Tomber, recommencer, tomber, recommencer, et ça environ 153 fois avant d’enfin réussir à faire la pirouette correctement… C’est la mentalité de ces skaters ukrainiens, capturés par l’appareil de Robin Tutenges à travers des paysages de ruine. De Dnipro à Kharkiv, ou ailleurs, la jeunesse a fait du skate un exutoire vital, un acte de résilience et de liberté face à l’invasion russe.
2 ans, 10 mois et 18 jours. Voilà le laps de temps qui, aujourd’hui, sépare l’Ukraine de l’invasion russe sur son territoire, le 24 février 2022. Presque 3 ans de guerre… Et pourtant la vie doit continuer. Nova vous a déjà parlé de ces artistes qui s’unissent face à la guerre, et de ceux qui osent tenir tête au régime russe.

_CONSIGNE 1:_ Traduisez en anglais cette phrase de l'extrait : « De Dnipro à Kharkiv, ou ailleurs, la jeunesse a fait du skate un exutoire vital, un acte de résilience et de liberté face à l’invasion russe. »
_CONSIGNE 2:_ Recopiez fidèlement le passage de l'extrait qui débute aux mots "2 ans, 10 mois" et s'achève après les mots "au régime russe.".
_CONSIGNE 3:_
Répondez brièvement d'après l'extrait.
(a) Combien de fois environ faut-il tomber et recommencer avant de réussir la pirouette ?
(b) Par l'appareil de qui les skaters ukrainiens ont-ils été capturés ?
(c) À quelle date l'invasion russe du territoire ukrainien a-t-elle eu lieu ?
Les données ci-dessous sont sans rapport avec l'extrait.

_DONNÉES FOURNIES:_
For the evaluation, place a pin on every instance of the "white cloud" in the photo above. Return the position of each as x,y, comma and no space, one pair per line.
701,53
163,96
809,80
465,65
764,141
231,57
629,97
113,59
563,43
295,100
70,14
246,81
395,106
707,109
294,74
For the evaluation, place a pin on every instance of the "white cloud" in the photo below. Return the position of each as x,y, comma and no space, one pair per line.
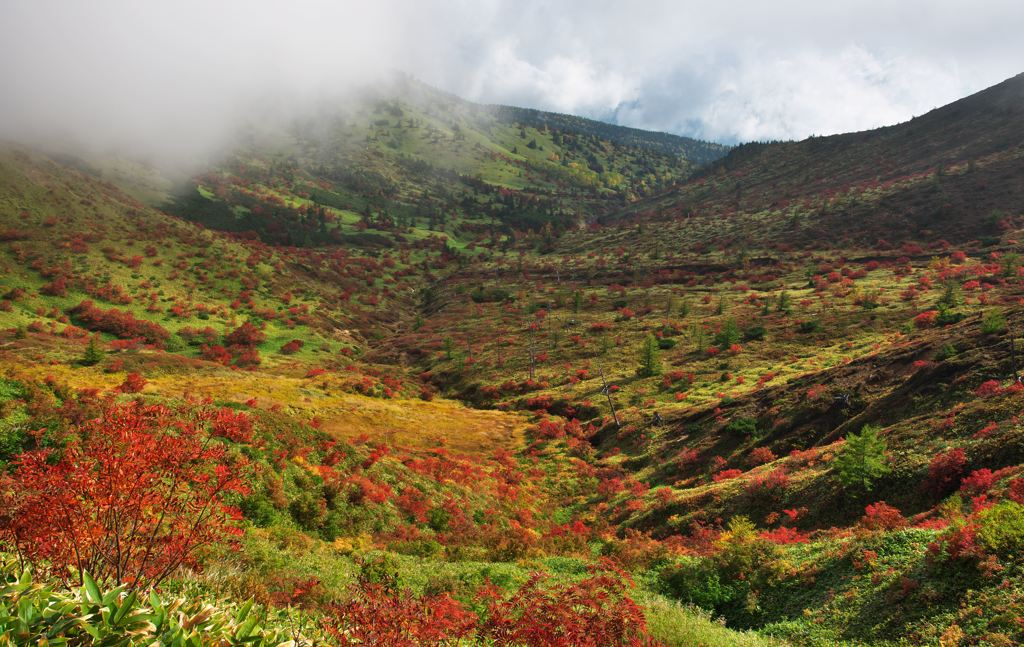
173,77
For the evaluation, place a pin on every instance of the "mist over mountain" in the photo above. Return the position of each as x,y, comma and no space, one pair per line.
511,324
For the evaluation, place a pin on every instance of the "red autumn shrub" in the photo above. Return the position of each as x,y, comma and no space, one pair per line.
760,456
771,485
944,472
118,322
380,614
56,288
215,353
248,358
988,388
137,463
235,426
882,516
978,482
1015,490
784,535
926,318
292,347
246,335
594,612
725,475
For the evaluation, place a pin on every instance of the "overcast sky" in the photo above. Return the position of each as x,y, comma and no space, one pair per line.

_RÉSULTAT ATTENDU 1:_ From Dnipro to Kharkiv, or elsewhere, young people have made skateboarding a vital outlet, an act of resilience and freedom in the face of the Russian invasion.

_RÉSULTAT ATTENDU 2:_
2 ans, 10 mois et 18 jours. Voilà le laps de temps qui, aujourd’hui, sépare l’Ukraine de l’invasion russe sur son territoire, le 24 février 2022. Presque 3 ans de guerre… Et pourtant la vie doit continuer. Nova vous a déjà parlé de ces artistes qui s’unissent face à la guerre, et de ceux qui osent tenir tête au régime russe.

_RÉSULTAT ATTENDU 3:_
(a) Environ 153 fois.
(b) Par l'appareil de Robin Tutenges.
(c) Le 24 février 2022.